- **Trecho do documento**:
● ● ●

As referidas evidências indicadas por Roger Chartier serão observadas nos textos escritos
(jornais sergipanos, revistas da Academia Sergipana de Letras) e de ocasião (discursos orais passados
para o escrito) e em algumas obras editadas pelo movimento editorial criado por José Augusto Garcez
em 1953, seguindo o paradigma indiciário de Carlo Ginzburg 7 , que busca indícios, vestígios,
aparentemente irrelevantes, que têm a função de desvendar, dessacralizar objetos até então
ininteligíveis.
Sob a luz das perspectivas teórico-metodológicas até aqui descritas se pode concluir
preliminarmente que os intelectuais são seres analisáveis. Eles carregam as visões de mundo das suas
respectivas sociedades. Nesse sentido, compreender o espaço de produção dos intelectuais sergipanos
no qual José Augusto Garcez estava inserido, as ideias, os textos e os contextos, perpassa pelo
emprego e compreensão do que se define como “sociabilidade”. Logo, seria ilógico pensar a práxis
de José Augusto Garcez dissociada dos espaços de sociabilidade de Aracaju a partir da década de
1940 e a segunda metade do século XX. Locais esses, disseminadores de ideias e legitimadores de
discursos; enfim, guardiões de memórias e difusores da cultura sergipana.
Diante do exposto, tais reflexões objetivam compreender a trajetória do intelectual José
Augusto Garcez através dos discursos escritos e de ocasião construídos sobre e pelo supracitado
agente cultural sergipano. Deste modo, este estudo mostra-se oportuno considerando que a
compreensão sobre as práxis deste agente no campo intelectual sergipano, a sua contribuição para a
cultura letrada e para memória de Sergipe através do Movimento Cultural ainda não foram
concatenados. Todavia, seria muito ambicionar nesse momento preliminar conseguir tal objetivo, mas
parcialmente. Tal tarefa será possivelmente realizada na dissertação de mestrado no curso de Pós-
Graduação em História (PROHIS) da Universidade Federal de Sergipe.
Quanto à metodologia aplicada, o presente estudo insere-se no campo da pesquisa qualitativa
e exploratória, com análise de textos em jornais, revistas e livros sobre a problemática em questão.
6 Ver CHARTIER, Roger. História cultural: entre práticas e representações. Lisboa: Difiel, 1990, p.123. 7 Ver GINZBURG, Carlo. Mitos, emblemas e sinais. São Paulo: Companhia das letras, 1989.
4
As referidas fontes documentais foram encontradas na Biblioteca Central da Universidade Federal de
Sergipe, no Instituto Histórico e Geográfico de Sergipe, na Biblioteca Luiz Antônio Barreto (UNIT-
Farolândia), na Biblioteca Pública Epifânio Dória e no acervo particular do “sergipanista”,
pesquisador “papívoro”, Gilfrancisco dos Santos8, que muito contribui para a “memória intelectual
sergipana”9.

● ● ●

- **Material fornecido**:
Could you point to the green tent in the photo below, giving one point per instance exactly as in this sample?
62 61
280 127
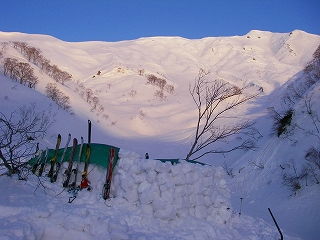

● ● ●

- **Tarefas escritas**:
1. Responda com base no trecho sobre José Augusto Garcez:
(a) Em que ano foi criado o movimento editorial de José Augusto Garcez?
(b) Em qual universidade fica o curso de Pós-Graduação em História em que a tarefa será possivelmente realizada?
(c) Em que campo de pesquisa o estudo se insere?
2. Prossiga com o trecho sobre José Augusto Garcez, começando logo após a última frase apresentada.
O material não é necessário para realizar as tarefas.

- **Resultados do exercício**:
1.
(a) O movimento editorial foi criado em 1953.
(b) O curso fica na Universidade Federal de Sergipe.
(c) O estudo se insere no campo da pesquisa qualitativa e exploratória.

2.
2 José Augusto Garcez: apontamentos biográficos
Estudos como o de Jean-François Sirinelli10, sobre os intelectuais, mostram que durante muito
tempo a biografia foi esquecida no meio historiográfico. Entretanto, na contemporaneidade ela ocupa
uma posição de destaque, sobretudo, pela necessidade de se dar voz a indivíduos que por muito tempo
ficaram no ostracismo. Mesmo não sendo intenção precípua desse artigo, é importante observar o
estado da arte desse gênero na atualidade. Assim, torna-se possível perceber as possibilidades, no
campo historiográfico, de se construir e reconstruir trajetórias como a de José Augusto Garcez a partir
de uma compreensão contextual de uma dada realidade.
Sabina Loriga11 mostra que esse estado da arte do gênero biográfico passou por várias escalas
de compreensão, se deslocando a partir dos anos de 1980 de uma “atividade econômica e política do
camponês ou do operário para a sua subjetividade e seu vivido”. Para a autora a “história científica”
entrou em crise justamente pela redutibilidade do sentido das ações humanas a mero “subproduto de
forças produtivas e de meios culturais”12. Logo, a preocupação com o destino das singularidades.
Quanto à importância do gênero biográfico para a história, Loriga faz a seguinte afirmação:
“a história sem biografia seria como o repouso sem relaxamento, uma comida sem gosto, quase que
uma história de amor sem amor”13. Desse modo, destaca-se a importância das ações dos sujeitos na
história. Estes são responsáveis pela dinâmica dos acontecimentos na vida que se constrói no dia a
dia.
Em síntese, o estudo da supracitada autora, destaca o “devir” pelo qual passou o gênero
biográfico desde a antiguidade. Nessa trajetória, o pensamento dos “grandes homens”, as suas ideias,
foram supervalorizadas ao ponto de se firmarem na tradição histórica. Portanto, se pensava e se
compreendia a história sob o viés desses “grandes homens”. Por outro lado, os sujeitos na sua
8 Professor, jornalista, membro do Instituto Histórico e Geográfico de Sergipe e do Instituto Histórico e Geográfico da
Bahia (PAIM, 2015). 9 SÁ, Antônio Fernando de Araújo. José Calasans Brandão da Silva e a História de Sergipe. In: ALBUQUERQUE,
Samuel. José Calasans e Sergipe. São Cristóvão: Editora UFS, 2016, p. 99. 10 SIRINELLI, 2003, PASSIM. 11 Ver LORIGA, Sabina. A biografia como problema. In: REVEL, Jacques. Jogos de escalas: a experiência da
microanálise. Rio de Janeiro: Editora FGV, 1998, pp. 225-249). 12 LORIGA, op. cit., p. 226. 13 Ibid., p. 227.
5
coletividade, nas suas relações de sociabilidades, não tinham vez, ou pelo menos passaram por um
processo de emudecimento.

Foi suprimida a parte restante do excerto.